REQUEST:
Copy the records from their start through the line containing "xmin=62 ymin=115 xmax=69 ymax=122", inclusive, changing "identify its exact location" to "mark where it appears" and keeping everything else the same. Leave out the pictures.

(Records for bounding box labeling)
◇ ◇ ◇ ◇

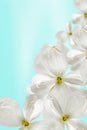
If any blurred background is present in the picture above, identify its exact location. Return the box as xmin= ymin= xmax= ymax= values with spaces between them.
xmin=0 ymin=0 xmax=83 ymax=130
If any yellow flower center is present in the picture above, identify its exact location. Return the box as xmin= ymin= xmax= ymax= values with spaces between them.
xmin=84 ymin=13 xmax=87 ymax=18
xmin=22 ymin=120 xmax=30 ymax=127
xmin=56 ymin=76 xmax=63 ymax=84
xmin=85 ymin=51 xmax=87 ymax=57
xmin=68 ymin=32 xmax=72 ymax=36
xmin=62 ymin=115 xmax=69 ymax=122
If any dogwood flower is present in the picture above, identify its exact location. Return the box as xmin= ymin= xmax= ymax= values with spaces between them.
xmin=67 ymin=27 xmax=87 ymax=81
xmin=72 ymin=0 xmax=87 ymax=24
xmin=56 ymin=23 xmax=74 ymax=45
xmin=44 ymin=93 xmax=87 ymax=130
xmin=0 ymin=95 xmax=42 ymax=130
xmin=68 ymin=120 xmax=87 ymax=130
xmin=31 ymin=46 xmax=83 ymax=97
xmin=35 ymin=43 xmax=68 ymax=73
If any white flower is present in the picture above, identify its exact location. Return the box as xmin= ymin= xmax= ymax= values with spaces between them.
xmin=72 ymin=0 xmax=87 ymax=24
xmin=68 ymin=27 xmax=87 ymax=81
xmin=35 ymin=43 xmax=68 ymax=71
xmin=28 ymin=46 xmax=83 ymax=98
xmin=68 ymin=120 xmax=87 ymax=130
xmin=56 ymin=23 xmax=74 ymax=45
xmin=44 ymin=92 xmax=87 ymax=130
xmin=0 ymin=95 xmax=42 ymax=130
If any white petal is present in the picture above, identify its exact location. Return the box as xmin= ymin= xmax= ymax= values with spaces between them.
xmin=66 ymin=22 xmax=72 ymax=33
xmin=36 ymin=49 xmax=68 ymax=76
xmin=72 ymin=14 xmax=82 ymax=23
xmin=70 ymin=120 xmax=87 ymax=130
xmin=79 ymin=59 xmax=87 ymax=82
xmin=31 ymin=82 xmax=50 ymax=99
xmin=29 ymin=121 xmax=47 ymax=130
xmin=35 ymin=44 xmax=66 ymax=74
xmin=74 ymin=0 xmax=87 ymax=12
xmin=64 ymin=73 xmax=84 ymax=85
xmin=31 ymin=74 xmax=55 ymax=98
xmin=67 ymin=49 xmax=85 ymax=64
xmin=44 ymin=118 xmax=64 ymax=130
xmin=0 ymin=97 xmax=23 ymax=127
xmin=24 ymin=95 xmax=43 ymax=121
xmin=65 ymin=94 xmax=84 ymax=119
xmin=56 ymin=31 xmax=68 ymax=43
xmin=43 ymin=97 xmax=61 ymax=120
xmin=50 ymin=89 xmax=84 ymax=118
xmin=72 ymin=27 xmax=87 ymax=51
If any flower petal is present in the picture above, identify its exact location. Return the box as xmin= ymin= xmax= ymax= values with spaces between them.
xmin=35 ymin=44 xmax=68 ymax=76
xmin=29 ymin=121 xmax=47 ymax=130
xmin=67 ymin=49 xmax=85 ymax=65
xmin=24 ymin=94 xmax=43 ymax=122
xmin=64 ymin=72 xmax=84 ymax=85
xmin=56 ymin=31 xmax=68 ymax=43
xmin=70 ymin=120 xmax=87 ymax=130
xmin=72 ymin=27 xmax=87 ymax=48
xmin=74 ymin=0 xmax=87 ymax=12
xmin=72 ymin=14 xmax=82 ymax=24
xmin=0 ymin=97 xmax=23 ymax=127
xmin=44 ymin=119 xmax=64 ymax=130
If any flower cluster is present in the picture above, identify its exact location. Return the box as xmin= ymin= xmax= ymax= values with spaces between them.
xmin=0 ymin=0 xmax=87 ymax=130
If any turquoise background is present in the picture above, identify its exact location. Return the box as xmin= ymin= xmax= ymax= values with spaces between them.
xmin=0 ymin=0 xmax=83 ymax=130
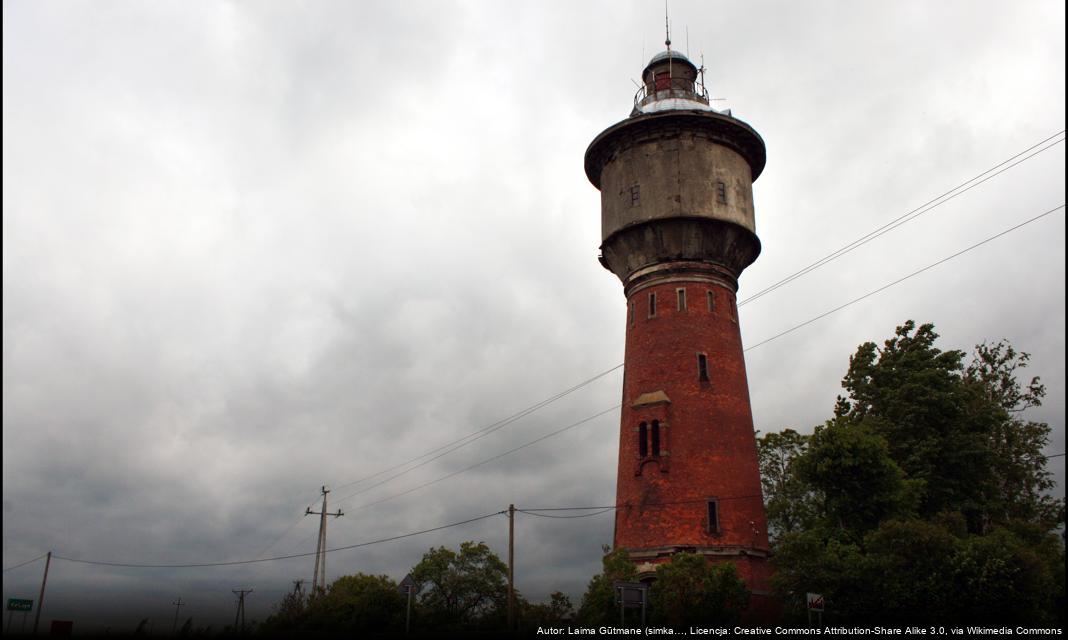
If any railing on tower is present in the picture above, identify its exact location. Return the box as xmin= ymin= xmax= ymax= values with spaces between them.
xmin=634 ymin=74 xmax=709 ymax=109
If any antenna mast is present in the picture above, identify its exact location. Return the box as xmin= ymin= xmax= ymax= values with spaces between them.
xmin=664 ymin=0 xmax=672 ymax=77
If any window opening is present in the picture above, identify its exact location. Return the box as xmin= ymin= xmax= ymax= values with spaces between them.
xmin=708 ymin=500 xmax=720 ymax=533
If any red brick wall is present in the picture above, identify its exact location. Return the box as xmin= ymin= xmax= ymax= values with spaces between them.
xmin=615 ymin=275 xmax=769 ymax=591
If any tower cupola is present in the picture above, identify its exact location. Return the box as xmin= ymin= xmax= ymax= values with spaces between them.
xmin=630 ymin=47 xmax=714 ymax=115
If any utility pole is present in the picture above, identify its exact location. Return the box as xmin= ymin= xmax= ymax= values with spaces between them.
xmin=231 ymin=589 xmax=252 ymax=634
xmin=33 ymin=551 xmax=52 ymax=636
xmin=508 ymin=504 xmax=516 ymax=633
xmin=171 ymin=595 xmax=185 ymax=636
xmin=304 ymin=485 xmax=345 ymax=595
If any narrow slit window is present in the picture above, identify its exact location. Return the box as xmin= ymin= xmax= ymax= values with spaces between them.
xmin=708 ymin=500 xmax=720 ymax=533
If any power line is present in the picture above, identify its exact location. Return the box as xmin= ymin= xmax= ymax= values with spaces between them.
xmin=744 ymin=204 xmax=1065 ymax=352
xmin=52 ymin=510 xmax=505 ymax=568
xmin=334 ymin=362 xmax=623 ymax=500
xmin=261 ymin=129 xmax=1065 ymax=553
xmin=339 ymin=405 xmax=622 ymax=511
xmin=328 ymin=362 xmax=623 ymax=502
xmin=43 ymin=497 xmax=777 ymax=568
xmin=518 ymin=494 xmax=764 ymax=515
xmin=328 ymin=204 xmax=1065 ymax=510
xmin=516 ymin=506 xmax=615 ymax=520
xmin=738 ymin=129 xmax=1065 ymax=307
xmin=3 ymin=553 xmax=48 ymax=574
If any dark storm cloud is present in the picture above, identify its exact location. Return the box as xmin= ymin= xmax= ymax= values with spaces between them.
xmin=3 ymin=2 xmax=1065 ymax=629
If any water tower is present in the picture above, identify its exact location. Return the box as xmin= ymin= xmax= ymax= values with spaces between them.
xmin=585 ymin=42 xmax=773 ymax=615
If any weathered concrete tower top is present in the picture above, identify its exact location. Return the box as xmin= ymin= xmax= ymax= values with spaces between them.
xmin=585 ymin=49 xmax=765 ymax=290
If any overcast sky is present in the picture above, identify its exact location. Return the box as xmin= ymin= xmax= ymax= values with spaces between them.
xmin=3 ymin=0 xmax=1065 ymax=631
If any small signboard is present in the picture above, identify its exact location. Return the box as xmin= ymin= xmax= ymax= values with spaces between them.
xmin=805 ymin=593 xmax=823 ymax=613
xmin=615 ymin=582 xmax=649 ymax=609
xmin=7 ymin=597 xmax=33 ymax=611
xmin=397 ymin=574 xmax=419 ymax=595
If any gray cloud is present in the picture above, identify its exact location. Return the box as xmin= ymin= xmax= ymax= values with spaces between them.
xmin=3 ymin=1 xmax=1065 ymax=629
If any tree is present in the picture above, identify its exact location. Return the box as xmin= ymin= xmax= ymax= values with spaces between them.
xmin=964 ymin=340 xmax=1064 ymax=529
xmin=649 ymin=553 xmax=750 ymax=627
xmin=411 ymin=542 xmax=508 ymax=628
xmin=516 ymin=591 xmax=574 ymax=634
xmin=578 ymin=549 xmax=638 ymax=626
xmin=756 ymin=428 xmax=816 ymax=537
xmin=835 ymin=321 xmax=991 ymax=522
xmin=796 ymin=418 xmax=918 ymax=534
xmin=835 ymin=321 xmax=1063 ymax=532
xmin=261 ymin=574 xmax=407 ymax=635
xmin=761 ymin=321 xmax=1065 ymax=625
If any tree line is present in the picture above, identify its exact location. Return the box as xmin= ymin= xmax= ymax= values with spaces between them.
xmin=258 ymin=321 xmax=1065 ymax=635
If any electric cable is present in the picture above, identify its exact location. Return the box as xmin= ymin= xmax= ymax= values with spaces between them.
xmin=52 ymin=510 xmax=507 ymax=568
xmin=349 ymin=405 xmax=622 ymax=511
xmin=328 ymin=362 xmax=623 ymax=502
xmin=3 ymin=553 xmax=48 ymax=574
xmin=738 ymin=129 xmax=1065 ymax=307
xmin=256 ymin=362 xmax=623 ymax=557
xmin=744 ymin=204 xmax=1065 ymax=352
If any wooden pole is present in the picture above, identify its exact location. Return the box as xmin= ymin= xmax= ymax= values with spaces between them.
xmin=508 ymin=504 xmax=516 ymax=631
xmin=33 ymin=551 xmax=52 ymax=636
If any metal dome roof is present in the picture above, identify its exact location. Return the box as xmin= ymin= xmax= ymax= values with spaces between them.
xmin=645 ymin=49 xmax=697 ymax=68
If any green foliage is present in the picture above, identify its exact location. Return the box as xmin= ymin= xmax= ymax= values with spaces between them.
xmin=760 ymin=322 xmax=1065 ymax=625
xmin=577 ymin=549 xmax=638 ymax=626
xmin=649 ymin=553 xmax=749 ymax=628
xmin=411 ymin=542 xmax=508 ymax=629
xmin=774 ymin=519 xmax=1064 ymax=625
xmin=517 ymin=591 xmax=574 ymax=634
xmin=756 ymin=428 xmax=816 ymax=537
xmin=835 ymin=321 xmax=1063 ymax=532
xmin=261 ymin=574 xmax=406 ymax=634
xmin=795 ymin=418 xmax=916 ymax=533
xmin=964 ymin=341 xmax=1064 ymax=529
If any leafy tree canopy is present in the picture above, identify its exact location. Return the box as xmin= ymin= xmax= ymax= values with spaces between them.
xmin=758 ymin=321 xmax=1065 ymax=624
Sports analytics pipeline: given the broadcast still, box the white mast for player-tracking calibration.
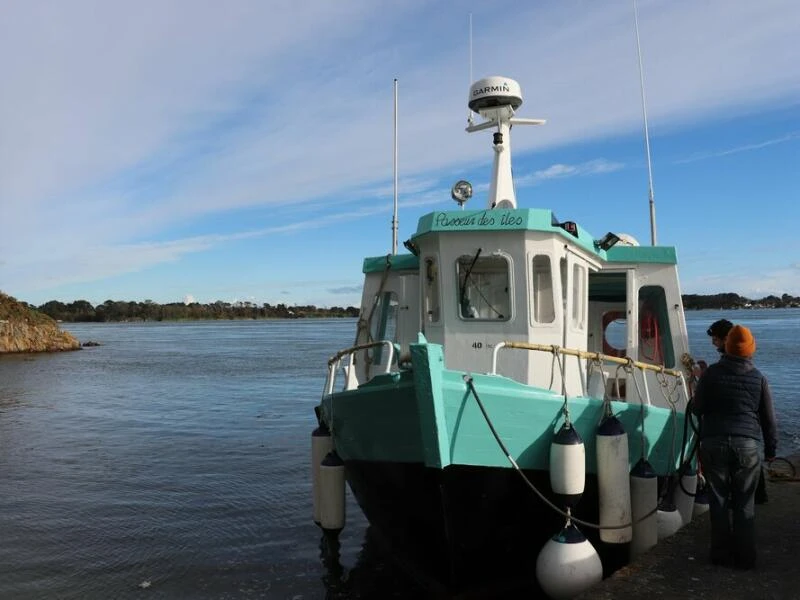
[633,0,657,246]
[392,77,398,254]
[467,77,545,209]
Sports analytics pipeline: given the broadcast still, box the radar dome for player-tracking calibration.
[469,76,522,113]
[617,233,640,246]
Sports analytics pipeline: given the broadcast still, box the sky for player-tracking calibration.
[0,0,800,307]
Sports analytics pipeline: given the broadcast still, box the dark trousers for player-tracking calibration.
[700,436,761,568]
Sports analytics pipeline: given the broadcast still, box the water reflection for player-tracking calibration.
[319,527,432,600]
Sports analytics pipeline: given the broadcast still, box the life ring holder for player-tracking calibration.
[602,310,627,358]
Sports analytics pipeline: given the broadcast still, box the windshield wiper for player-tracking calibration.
[458,248,483,317]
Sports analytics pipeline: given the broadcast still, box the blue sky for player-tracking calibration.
[0,0,800,306]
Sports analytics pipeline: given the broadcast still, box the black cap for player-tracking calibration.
[706,319,733,339]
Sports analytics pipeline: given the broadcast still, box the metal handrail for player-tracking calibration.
[491,342,683,378]
[324,340,395,396]
[490,341,689,402]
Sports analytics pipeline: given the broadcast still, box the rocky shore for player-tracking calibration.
[0,292,81,354]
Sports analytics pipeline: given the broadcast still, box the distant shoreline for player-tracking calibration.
[10,292,800,323]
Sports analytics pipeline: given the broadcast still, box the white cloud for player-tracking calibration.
[0,0,800,300]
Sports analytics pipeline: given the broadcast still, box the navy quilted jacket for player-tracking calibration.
[693,354,778,458]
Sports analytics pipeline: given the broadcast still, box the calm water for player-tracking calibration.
[0,310,800,600]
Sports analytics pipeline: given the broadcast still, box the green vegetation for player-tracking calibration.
[0,292,53,325]
[0,292,800,323]
[28,300,359,323]
[681,292,800,310]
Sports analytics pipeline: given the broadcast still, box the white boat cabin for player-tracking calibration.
[356,209,688,404]
[347,77,688,405]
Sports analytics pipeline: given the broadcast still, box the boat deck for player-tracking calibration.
[578,456,800,600]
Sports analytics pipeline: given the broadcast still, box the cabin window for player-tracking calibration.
[572,264,586,329]
[369,292,400,365]
[456,251,511,321]
[531,254,556,323]
[424,256,441,323]
[639,285,675,368]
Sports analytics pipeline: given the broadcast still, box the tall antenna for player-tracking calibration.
[462,13,474,125]
[633,0,656,246]
[392,77,398,254]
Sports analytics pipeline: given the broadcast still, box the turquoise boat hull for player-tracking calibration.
[320,343,692,589]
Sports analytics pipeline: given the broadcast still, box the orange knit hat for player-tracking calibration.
[725,325,756,358]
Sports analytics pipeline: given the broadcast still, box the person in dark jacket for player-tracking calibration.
[695,319,769,504]
[693,325,778,569]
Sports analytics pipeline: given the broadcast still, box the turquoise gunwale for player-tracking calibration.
[323,342,684,475]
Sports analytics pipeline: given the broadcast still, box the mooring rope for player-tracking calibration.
[464,374,658,530]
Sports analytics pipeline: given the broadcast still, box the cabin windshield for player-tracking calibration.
[456,250,511,321]
[639,285,675,369]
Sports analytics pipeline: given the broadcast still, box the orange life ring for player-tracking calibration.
[603,310,627,358]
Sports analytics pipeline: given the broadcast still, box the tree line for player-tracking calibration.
[17,292,800,323]
[29,300,359,323]
[681,292,800,310]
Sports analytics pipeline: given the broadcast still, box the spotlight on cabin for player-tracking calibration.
[594,231,619,250]
[450,179,472,208]
[403,240,419,256]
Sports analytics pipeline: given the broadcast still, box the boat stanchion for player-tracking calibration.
[319,450,345,531]
[675,469,697,525]
[597,413,633,544]
[692,475,709,517]
[630,458,658,560]
[536,519,603,600]
[657,477,683,541]
[311,423,333,525]
[550,422,586,508]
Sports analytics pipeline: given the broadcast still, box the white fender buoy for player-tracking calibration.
[692,475,709,517]
[311,423,333,525]
[536,521,603,600]
[597,415,633,544]
[550,423,586,507]
[586,367,606,399]
[319,450,344,531]
[674,469,697,525]
[657,497,683,541]
[630,458,658,560]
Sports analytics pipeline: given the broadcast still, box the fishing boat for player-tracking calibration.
[314,77,696,597]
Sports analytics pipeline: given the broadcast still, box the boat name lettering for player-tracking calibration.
[500,213,522,227]
[472,83,511,96]
[436,210,525,228]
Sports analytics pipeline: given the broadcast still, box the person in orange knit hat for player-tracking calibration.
[692,325,778,569]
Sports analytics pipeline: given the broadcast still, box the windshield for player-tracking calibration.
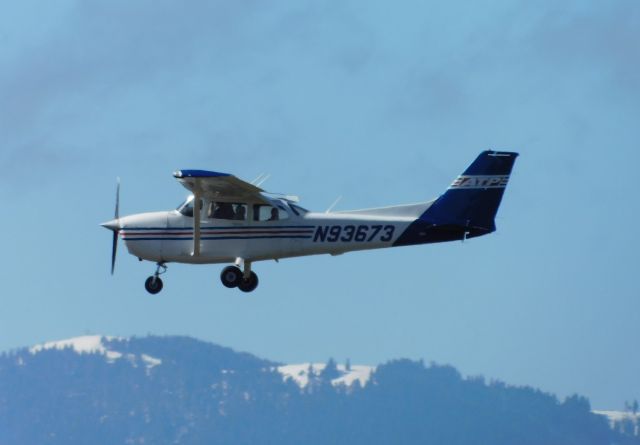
[289,203,309,215]
[176,195,193,217]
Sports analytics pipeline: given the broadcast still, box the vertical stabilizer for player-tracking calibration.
[420,151,518,232]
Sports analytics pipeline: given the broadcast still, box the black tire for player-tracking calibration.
[220,266,242,288]
[144,276,162,295]
[238,272,258,292]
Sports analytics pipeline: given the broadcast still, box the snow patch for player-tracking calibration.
[140,354,162,369]
[276,363,376,388]
[29,335,122,358]
[29,335,162,370]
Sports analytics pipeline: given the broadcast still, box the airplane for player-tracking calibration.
[101,151,518,294]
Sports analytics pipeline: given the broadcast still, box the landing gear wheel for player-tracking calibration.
[144,276,162,295]
[220,266,242,288]
[238,272,258,292]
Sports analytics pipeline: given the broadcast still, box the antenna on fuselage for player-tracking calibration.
[324,195,342,213]
[255,174,271,187]
[250,173,264,185]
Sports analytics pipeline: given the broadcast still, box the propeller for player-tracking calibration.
[101,178,120,275]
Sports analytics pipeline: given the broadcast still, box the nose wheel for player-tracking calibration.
[144,263,167,295]
[220,261,258,292]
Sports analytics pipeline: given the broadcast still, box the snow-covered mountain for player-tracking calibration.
[0,335,640,445]
[29,335,375,388]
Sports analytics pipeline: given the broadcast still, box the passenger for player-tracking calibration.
[213,202,234,219]
[233,204,247,221]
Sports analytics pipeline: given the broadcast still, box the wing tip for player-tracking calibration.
[173,170,231,179]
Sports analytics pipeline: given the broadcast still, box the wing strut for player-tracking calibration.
[191,184,202,256]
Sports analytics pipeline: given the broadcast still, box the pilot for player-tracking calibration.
[233,204,247,221]
[213,202,234,219]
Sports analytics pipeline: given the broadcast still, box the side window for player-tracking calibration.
[178,199,202,218]
[253,204,289,221]
[207,202,247,221]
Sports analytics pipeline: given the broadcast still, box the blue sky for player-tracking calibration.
[0,0,640,408]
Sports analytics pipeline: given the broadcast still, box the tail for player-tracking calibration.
[395,151,518,245]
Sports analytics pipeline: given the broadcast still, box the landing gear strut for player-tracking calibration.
[220,259,258,292]
[144,263,167,295]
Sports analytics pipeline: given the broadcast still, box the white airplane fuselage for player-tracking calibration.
[120,200,430,264]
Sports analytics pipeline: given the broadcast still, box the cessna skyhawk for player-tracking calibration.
[102,151,518,294]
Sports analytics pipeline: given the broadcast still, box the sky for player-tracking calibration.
[0,0,640,409]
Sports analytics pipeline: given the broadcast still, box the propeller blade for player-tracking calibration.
[108,178,120,275]
[115,178,120,219]
[111,230,118,275]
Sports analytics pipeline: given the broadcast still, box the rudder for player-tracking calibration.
[420,151,518,232]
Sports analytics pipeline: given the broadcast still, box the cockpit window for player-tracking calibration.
[207,202,247,221]
[253,204,289,221]
[176,195,202,218]
[289,203,309,215]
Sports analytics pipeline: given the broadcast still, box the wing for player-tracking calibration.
[173,170,269,204]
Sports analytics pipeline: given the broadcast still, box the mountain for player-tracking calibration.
[0,336,640,445]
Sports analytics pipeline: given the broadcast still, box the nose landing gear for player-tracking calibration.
[144,263,167,295]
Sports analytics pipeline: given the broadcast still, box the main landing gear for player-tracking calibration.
[144,263,167,295]
[220,261,258,292]
[144,261,258,295]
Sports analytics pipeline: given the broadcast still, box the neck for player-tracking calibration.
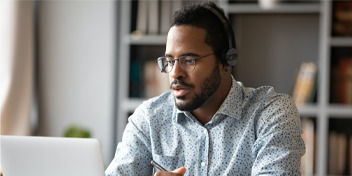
[191,74,232,125]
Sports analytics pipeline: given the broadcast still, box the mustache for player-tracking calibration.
[170,79,194,89]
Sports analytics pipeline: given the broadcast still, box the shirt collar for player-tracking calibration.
[173,75,243,122]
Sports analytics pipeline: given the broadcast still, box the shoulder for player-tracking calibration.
[132,92,175,121]
[243,86,294,106]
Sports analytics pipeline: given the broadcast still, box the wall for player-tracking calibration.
[38,0,116,164]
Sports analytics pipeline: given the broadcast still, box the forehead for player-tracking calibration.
[166,25,212,54]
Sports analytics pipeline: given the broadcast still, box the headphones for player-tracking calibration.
[204,6,238,66]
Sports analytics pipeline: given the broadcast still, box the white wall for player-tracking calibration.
[38,0,116,164]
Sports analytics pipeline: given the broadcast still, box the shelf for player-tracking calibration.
[124,35,167,45]
[298,104,319,117]
[328,104,352,118]
[330,37,352,47]
[121,98,146,111]
[227,3,320,14]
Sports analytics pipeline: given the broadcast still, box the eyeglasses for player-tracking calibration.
[158,53,214,73]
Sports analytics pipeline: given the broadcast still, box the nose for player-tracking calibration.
[170,60,185,79]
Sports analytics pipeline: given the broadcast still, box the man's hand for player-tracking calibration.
[154,167,186,176]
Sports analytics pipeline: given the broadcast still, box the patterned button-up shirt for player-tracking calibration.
[106,78,305,176]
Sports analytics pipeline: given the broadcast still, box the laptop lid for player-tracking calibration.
[0,136,104,176]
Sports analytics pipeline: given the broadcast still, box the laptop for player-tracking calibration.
[0,136,104,176]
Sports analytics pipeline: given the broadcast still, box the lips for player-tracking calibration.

◇ ◇ ◇ ◇

RESPONSE BELOW:
If any blurred background is present in the picture above, mark where it appears. Return the box as xmin= ymin= xmax= ymax= values with spaces between them.
xmin=0 ymin=0 xmax=83 ymax=130
If any yellow flower center is present in the picture above, mark where it appears. Return the box as xmin= ymin= xmax= ymax= values with spaces between them.
xmin=84 ymin=13 xmax=87 ymax=18
xmin=22 ymin=120 xmax=30 ymax=127
xmin=56 ymin=76 xmax=63 ymax=84
xmin=85 ymin=51 xmax=87 ymax=57
xmin=68 ymin=32 xmax=72 ymax=36
xmin=62 ymin=115 xmax=69 ymax=122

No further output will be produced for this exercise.